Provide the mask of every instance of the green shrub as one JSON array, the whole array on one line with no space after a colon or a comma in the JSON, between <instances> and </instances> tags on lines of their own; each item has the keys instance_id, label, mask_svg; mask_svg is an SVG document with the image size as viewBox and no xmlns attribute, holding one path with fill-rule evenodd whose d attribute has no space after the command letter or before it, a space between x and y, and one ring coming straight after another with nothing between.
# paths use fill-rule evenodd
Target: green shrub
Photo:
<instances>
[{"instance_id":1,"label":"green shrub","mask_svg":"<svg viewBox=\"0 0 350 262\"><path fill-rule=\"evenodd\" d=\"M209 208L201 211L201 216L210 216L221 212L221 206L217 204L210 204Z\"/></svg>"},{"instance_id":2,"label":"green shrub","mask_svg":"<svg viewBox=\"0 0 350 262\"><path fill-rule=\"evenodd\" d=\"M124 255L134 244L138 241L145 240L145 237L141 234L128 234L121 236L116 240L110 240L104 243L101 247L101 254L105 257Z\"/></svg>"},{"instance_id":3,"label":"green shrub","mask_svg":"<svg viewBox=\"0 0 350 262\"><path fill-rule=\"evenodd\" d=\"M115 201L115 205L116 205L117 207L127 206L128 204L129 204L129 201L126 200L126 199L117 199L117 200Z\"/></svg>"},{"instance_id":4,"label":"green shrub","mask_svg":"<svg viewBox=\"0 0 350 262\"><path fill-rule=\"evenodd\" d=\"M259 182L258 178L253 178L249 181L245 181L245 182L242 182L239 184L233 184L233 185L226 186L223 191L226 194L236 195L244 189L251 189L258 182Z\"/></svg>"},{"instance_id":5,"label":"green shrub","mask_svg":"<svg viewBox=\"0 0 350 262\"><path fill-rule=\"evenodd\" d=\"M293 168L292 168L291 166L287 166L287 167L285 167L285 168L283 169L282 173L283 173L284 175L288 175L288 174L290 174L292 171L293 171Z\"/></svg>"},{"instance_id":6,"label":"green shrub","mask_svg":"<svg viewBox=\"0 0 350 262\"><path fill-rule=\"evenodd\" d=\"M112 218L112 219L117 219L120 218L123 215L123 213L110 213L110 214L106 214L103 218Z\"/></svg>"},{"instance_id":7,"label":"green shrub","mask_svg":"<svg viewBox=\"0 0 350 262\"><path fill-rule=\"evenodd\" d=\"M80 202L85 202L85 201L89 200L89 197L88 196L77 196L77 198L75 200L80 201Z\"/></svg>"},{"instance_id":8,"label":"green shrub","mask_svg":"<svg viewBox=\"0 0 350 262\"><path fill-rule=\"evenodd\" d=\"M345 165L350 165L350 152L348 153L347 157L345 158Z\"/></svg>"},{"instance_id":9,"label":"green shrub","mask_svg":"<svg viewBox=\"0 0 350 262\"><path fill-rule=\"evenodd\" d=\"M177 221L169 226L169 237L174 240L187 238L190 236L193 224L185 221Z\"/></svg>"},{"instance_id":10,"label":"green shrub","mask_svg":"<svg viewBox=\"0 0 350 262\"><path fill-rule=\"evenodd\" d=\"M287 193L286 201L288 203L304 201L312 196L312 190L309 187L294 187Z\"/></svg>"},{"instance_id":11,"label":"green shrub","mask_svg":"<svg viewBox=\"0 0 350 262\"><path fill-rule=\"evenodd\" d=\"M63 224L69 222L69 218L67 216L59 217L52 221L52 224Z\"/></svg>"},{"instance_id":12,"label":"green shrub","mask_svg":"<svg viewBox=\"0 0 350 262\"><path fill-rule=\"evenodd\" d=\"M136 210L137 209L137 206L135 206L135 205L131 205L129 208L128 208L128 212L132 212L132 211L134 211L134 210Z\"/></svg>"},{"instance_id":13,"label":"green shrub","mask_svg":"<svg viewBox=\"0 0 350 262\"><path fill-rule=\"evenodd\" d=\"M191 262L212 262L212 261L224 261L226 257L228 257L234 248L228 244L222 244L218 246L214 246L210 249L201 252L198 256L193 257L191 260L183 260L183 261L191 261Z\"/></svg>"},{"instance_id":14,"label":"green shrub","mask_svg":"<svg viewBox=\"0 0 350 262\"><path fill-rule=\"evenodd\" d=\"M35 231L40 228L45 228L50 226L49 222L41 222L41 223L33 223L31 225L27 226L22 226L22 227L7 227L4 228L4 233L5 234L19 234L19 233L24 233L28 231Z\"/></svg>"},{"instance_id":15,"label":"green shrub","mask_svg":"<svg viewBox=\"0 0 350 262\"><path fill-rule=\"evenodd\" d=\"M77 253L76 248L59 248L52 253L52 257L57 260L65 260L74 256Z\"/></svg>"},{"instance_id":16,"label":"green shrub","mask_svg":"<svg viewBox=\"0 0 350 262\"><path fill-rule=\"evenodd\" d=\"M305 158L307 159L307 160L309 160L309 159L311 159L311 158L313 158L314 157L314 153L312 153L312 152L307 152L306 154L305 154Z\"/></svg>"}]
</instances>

***

→ How to complete this task
Line by line, reproduce the records above exactly.

→ Solution to this task
Provide the mask of every instance of the green shrub as one JSON array, the whole array on one line with no space after a colon or a comma in the JSON, between <instances> and </instances> tags on lines of their own; each item has the keys instance_id, label, mask_svg; mask_svg is an SVG document with the image size as viewBox and no xmlns attribute, holding one path with fill-rule evenodd whose d attribute has no space after the command letter or before it, a space between x and y, and one ring coming straight after another with nothing between.
# paths use fill-rule evenodd
Target: green shrub
Photo:
<instances>
[{"instance_id":1,"label":"green shrub","mask_svg":"<svg viewBox=\"0 0 350 262\"><path fill-rule=\"evenodd\" d=\"M209 208L201 211L201 216L210 216L221 212L221 206L217 204L210 204Z\"/></svg>"},{"instance_id":2,"label":"green shrub","mask_svg":"<svg viewBox=\"0 0 350 262\"><path fill-rule=\"evenodd\" d=\"M124 255L134 244L138 241L145 240L145 237L141 234L128 234L121 236L116 240L110 240L104 243L101 247L101 254L105 257Z\"/></svg>"},{"instance_id":3,"label":"green shrub","mask_svg":"<svg viewBox=\"0 0 350 262\"><path fill-rule=\"evenodd\" d=\"M115 201L115 205L116 205L117 207L127 206L128 204L129 204L129 201L126 200L126 199L117 199L117 200Z\"/></svg>"},{"instance_id":4,"label":"green shrub","mask_svg":"<svg viewBox=\"0 0 350 262\"><path fill-rule=\"evenodd\" d=\"M259 182L258 178L253 178L249 181L245 181L245 182L242 182L239 184L233 184L233 185L226 186L223 191L226 194L236 195L244 189L251 189L258 182Z\"/></svg>"},{"instance_id":5,"label":"green shrub","mask_svg":"<svg viewBox=\"0 0 350 262\"><path fill-rule=\"evenodd\" d=\"M293 168L292 168L291 166L287 166L287 167L285 167L285 168L283 169L282 173L283 173L284 175L288 175L288 174L290 174L292 171L293 171Z\"/></svg>"},{"instance_id":6,"label":"green shrub","mask_svg":"<svg viewBox=\"0 0 350 262\"><path fill-rule=\"evenodd\" d=\"M112 218L112 219L117 219L120 218L123 215L123 213L110 213L110 214L106 214L103 218Z\"/></svg>"},{"instance_id":7,"label":"green shrub","mask_svg":"<svg viewBox=\"0 0 350 262\"><path fill-rule=\"evenodd\" d=\"M80 202L85 202L85 201L89 200L89 197L88 196L77 196L77 198L75 200L80 201Z\"/></svg>"},{"instance_id":8,"label":"green shrub","mask_svg":"<svg viewBox=\"0 0 350 262\"><path fill-rule=\"evenodd\" d=\"M345 165L350 165L350 152L348 153L347 157L345 158Z\"/></svg>"},{"instance_id":9,"label":"green shrub","mask_svg":"<svg viewBox=\"0 0 350 262\"><path fill-rule=\"evenodd\" d=\"M177 221L169 226L169 237L174 240L187 238L190 236L193 224L185 221Z\"/></svg>"},{"instance_id":10,"label":"green shrub","mask_svg":"<svg viewBox=\"0 0 350 262\"><path fill-rule=\"evenodd\" d=\"M287 193L286 201L288 203L304 201L312 196L312 190L309 187L294 187Z\"/></svg>"},{"instance_id":11,"label":"green shrub","mask_svg":"<svg viewBox=\"0 0 350 262\"><path fill-rule=\"evenodd\" d=\"M63 224L69 222L69 218L67 216L59 217L52 221L52 224Z\"/></svg>"},{"instance_id":12,"label":"green shrub","mask_svg":"<svg viewBox=\"0 0 350 262\"><path fill-rule=\"evenodd\" d=\"M136 210L137 209L137 206L135 206L135 205L131 205L129 208L128 208L128 212L132 212L132 211L134 211L134 210Z\"/></svg>"},{"instance_id":13,"label":"green shrub","mask_svg":"<svg viewBox=\"0 0 350 262\"><path fill-rule=\"evenodd\" d=\"M191 262L212 262L212 261L224 261L226 257L228 257L234 248L228 244L222 244L218 246L214 246L210 249L201 252L198 256L193 257L191 260L183 260L183 261L191 261Z\"/></svg>"},{"instance_id":14,"label":"green shrub","mask_svg":"<svg viewBox=\"0 0 350 262\"><path fill-rule=\"evenodd\" d=\"M35 231L40 228L45 228L50 226L49 222L41 222L41 223L33 223L31 225L27 226L22 226L22 227L7 227L4 228L4 233L5 234L19 234L19 233L24 233L28 231Z\"/></svg>"},{"instance_id":15,"label":"green shrub","mask_svg":"<svg viewBox=\"0 0 350 262\"><path fill-rule=\"evenodd\" d=\"M77 253L76 248L59 248L52 253L52 257L57 260L65 260L74 256Z\"/></svg>"},{"instance_id":16,"label":"green shrub","mask_svg":"<svg viewBox=\"0 0 350 262\"><path fill-rule=\"evenodd\" d=\"M305 158L307 159L307 160L309 160L309 159L311 159L311 158L313 158L314 157L314 153L312 153L312 152L307 152L306 154L305 154Z\"/></svg>"}]
</instances>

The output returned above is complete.